§ **Travail demandé**
[A] Recopiez le passage de l'extrait compris entre « Les choses que » et « que j'ai eus. », inclus.
[B] Selon l'extrait, combien d'ambulances le cardinal Krajewski a-t-il amenées aux Ukrainiens accueillis en Pologne ?
[C] En vous appuyant sur l'extrait, expliquez en une à trois phrases pourquoi une visite à l'ambassade de Russie a eu lieu le premier jour de la guerre.

§ **Extrait du texte**
◆ ◆ ◆ ◆ ◆

Merci de m'avoir annoncé cette information d'aujourd'hui que je ne connaissais pas encore. La guerre est toujours une cruauté, une chose inhumaine, qui va à l'encontre de l'esprit humain, je ne dis pas chrétien, mais humain. C'est l'esprit de Caïn, l'esprit «caïniste». Je suis prêt à faire tout ce qui doit être fait, et le Saint-Siège, surtout le volet diplomatique, le cardinal Parolin et Monseigneur Gallagher, font tout, vraiment tout. Nous ne pouvons pas rendre public tout ce qu'ils font, par prudence, par confidentialité, mais nous touchons la limite de notre travail. Le président polonais a demandé à l'un d'entre eux d'envoyer le cardinal Krajewski rendre visite aux Ukrainiens qui ont été accueillis en Pologne. Il y est déjà allé deux fois, il a amené deux ambulances et est resté avec eux. Il y retournera une autre fois, il est prêt à le faire. Concernant l’autre voyage, plus d’un me l’a demandé, J'ai répondu sincèrement que j’étais dans l’idée d’y aller, que j’étais toujours disponible. On m’a posé la question ainsi : nous avons entendu que vous pensiez à un voyage en Ukraine. J’ai dit que c’était sur la table, que c'était l'une des propositions présentées, mais que je ne savais pas si cela pouvait se faire, si c'était opportun de le faire et si c'était pour le mieux, ou s’il convenait de le faire et que je devais le faire, tout cela est dans l'air.

Ensuite, depuis un certain temps, on pensait à une rencontre avec le patriarche Kirill, c'est ce à quoi on travaille, on travaille en pensant au Moyen-Orient, voilà les choses telles qu'elles sont maintenant.

Gerry O'Connel (America Magazine)
Vous avez parlé de la guerre à plusieurs reprises au cours de ce voyage. La question que tout le monde se pose est de savoir si vous avez parlé au président Poutine depuis le début de la guerre, et si non, que lui diriez-vous aujourd'hui ?

Les choses que j'ai dites aux autorités de chaque côté sont publiques. Aucune des choses que j'ai dites n'est confidentielle pour moi. Lorsque j'ai parlé avec le patriarche, il a ensuite fait une belle déclaration de ce que nous avons dit. J'ai eu des nouvelles du président de la Russie à la fin de l'année, lorsqu'il m'a appelé pour l’échange de voeux. J'ai parlé au président de l'Ukraine à deux reprises. Puis, le premier jour de la guerre, j'ai pensé que je devais aller à l'ambassade de Russie pour parler à l'ambassadeur, qui est le représentant du peuple, pour poser des questions et donner mes impressions sur la question. Ce sont les contacts officiels que j'ai eus.

◆ ◆ ◆ ◆ ◆

§ **Données brutes**
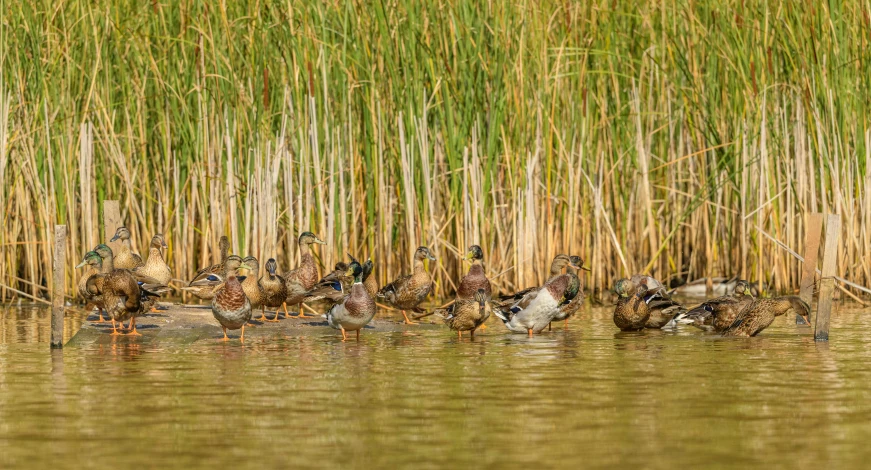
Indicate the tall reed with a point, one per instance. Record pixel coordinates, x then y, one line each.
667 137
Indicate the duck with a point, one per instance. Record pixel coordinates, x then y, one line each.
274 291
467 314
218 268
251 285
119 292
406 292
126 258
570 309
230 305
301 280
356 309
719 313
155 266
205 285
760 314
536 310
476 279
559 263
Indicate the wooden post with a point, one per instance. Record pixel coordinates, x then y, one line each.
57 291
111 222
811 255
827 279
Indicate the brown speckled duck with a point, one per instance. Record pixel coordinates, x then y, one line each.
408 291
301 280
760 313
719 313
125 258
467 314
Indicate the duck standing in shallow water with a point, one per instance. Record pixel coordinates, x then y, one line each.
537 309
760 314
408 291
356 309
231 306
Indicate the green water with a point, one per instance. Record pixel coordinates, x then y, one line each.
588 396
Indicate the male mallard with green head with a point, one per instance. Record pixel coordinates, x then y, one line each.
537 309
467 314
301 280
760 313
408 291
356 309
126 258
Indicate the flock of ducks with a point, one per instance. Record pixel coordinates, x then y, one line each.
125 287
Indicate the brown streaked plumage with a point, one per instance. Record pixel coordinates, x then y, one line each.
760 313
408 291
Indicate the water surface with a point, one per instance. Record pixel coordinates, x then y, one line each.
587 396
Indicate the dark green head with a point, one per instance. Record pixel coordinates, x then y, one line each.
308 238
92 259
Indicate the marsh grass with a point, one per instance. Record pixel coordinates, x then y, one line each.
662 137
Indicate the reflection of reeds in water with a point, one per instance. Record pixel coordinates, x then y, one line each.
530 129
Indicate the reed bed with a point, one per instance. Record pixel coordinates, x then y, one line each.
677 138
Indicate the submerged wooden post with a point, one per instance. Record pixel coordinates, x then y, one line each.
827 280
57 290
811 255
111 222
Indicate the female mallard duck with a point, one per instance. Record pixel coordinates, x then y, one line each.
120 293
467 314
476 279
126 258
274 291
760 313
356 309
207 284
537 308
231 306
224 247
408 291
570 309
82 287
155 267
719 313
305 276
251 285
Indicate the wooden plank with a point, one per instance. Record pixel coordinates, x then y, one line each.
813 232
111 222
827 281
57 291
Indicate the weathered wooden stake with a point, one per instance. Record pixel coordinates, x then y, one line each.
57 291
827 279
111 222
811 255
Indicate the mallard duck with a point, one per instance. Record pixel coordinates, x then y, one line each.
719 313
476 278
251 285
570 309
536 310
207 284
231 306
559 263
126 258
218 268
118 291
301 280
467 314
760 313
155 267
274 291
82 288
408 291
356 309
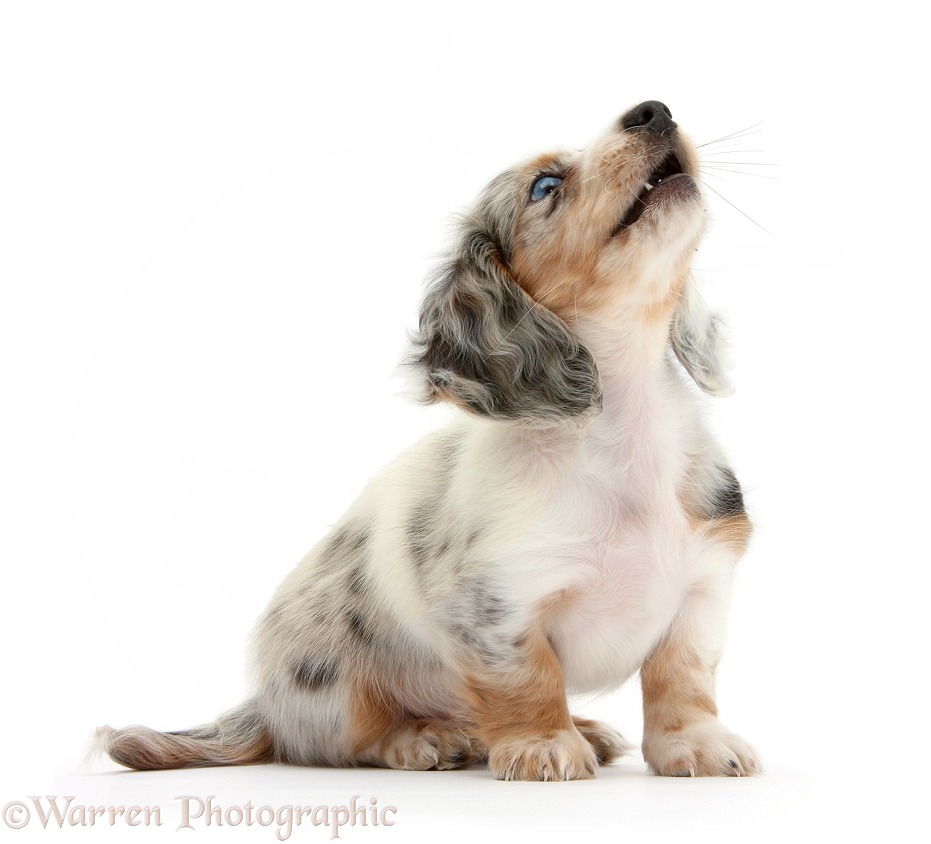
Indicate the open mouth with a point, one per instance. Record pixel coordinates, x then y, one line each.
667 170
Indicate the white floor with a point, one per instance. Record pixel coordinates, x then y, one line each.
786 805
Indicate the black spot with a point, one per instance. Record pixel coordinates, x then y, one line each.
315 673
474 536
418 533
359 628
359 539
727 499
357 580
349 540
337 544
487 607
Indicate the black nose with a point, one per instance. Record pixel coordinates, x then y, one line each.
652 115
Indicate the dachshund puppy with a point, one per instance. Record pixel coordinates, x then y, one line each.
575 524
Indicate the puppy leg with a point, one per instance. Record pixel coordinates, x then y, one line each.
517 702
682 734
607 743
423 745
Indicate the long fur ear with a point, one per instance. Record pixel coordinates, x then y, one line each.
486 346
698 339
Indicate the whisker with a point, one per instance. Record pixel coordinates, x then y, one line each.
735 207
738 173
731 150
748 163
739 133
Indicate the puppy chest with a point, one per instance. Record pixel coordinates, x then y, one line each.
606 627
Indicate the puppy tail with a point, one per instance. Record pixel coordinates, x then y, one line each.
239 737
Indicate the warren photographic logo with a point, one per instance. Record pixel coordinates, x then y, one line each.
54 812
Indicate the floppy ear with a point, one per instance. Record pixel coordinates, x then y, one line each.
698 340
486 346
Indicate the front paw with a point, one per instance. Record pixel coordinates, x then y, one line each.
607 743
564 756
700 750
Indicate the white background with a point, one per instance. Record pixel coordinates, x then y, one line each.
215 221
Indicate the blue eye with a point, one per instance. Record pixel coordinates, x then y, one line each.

◆ ◆ ◆ ◆ ◆

§ **Corrigé**
[A]
Les choses que j'ai dites aux autorités de chaque côté sont publiques. Aucune des choses que j'ai dites n'est confidentielle pour moi. Lorsque j'ai parlé avec le patriarche, il a ensuite fait une belle déclaration de ce que nous avons dit. J'ai eu des nouvelles du président de la Russie à la fin de l'année, lorsqu'il m'a appelé pour l’échange de voeux. J'ai parlé au président de l'Ukraine à deux reprises. Puis, le premier jour de la guerre, j'ai pensé que je devais aller à l'ambassade de Russie pour parler à l'ambassadeur, qui est le représentant du peuple, pour poser des questions et donner mes impressions sur la question. Ce sont les contacts officiels que j'ai eus.

[B] Deux ambulances.

[C] La visite devait permettre de parler à l'ambassadeur, présenté comme le représentant du peuple. Il s'agissait de lui poser des questions et de donner des impressions sur la question.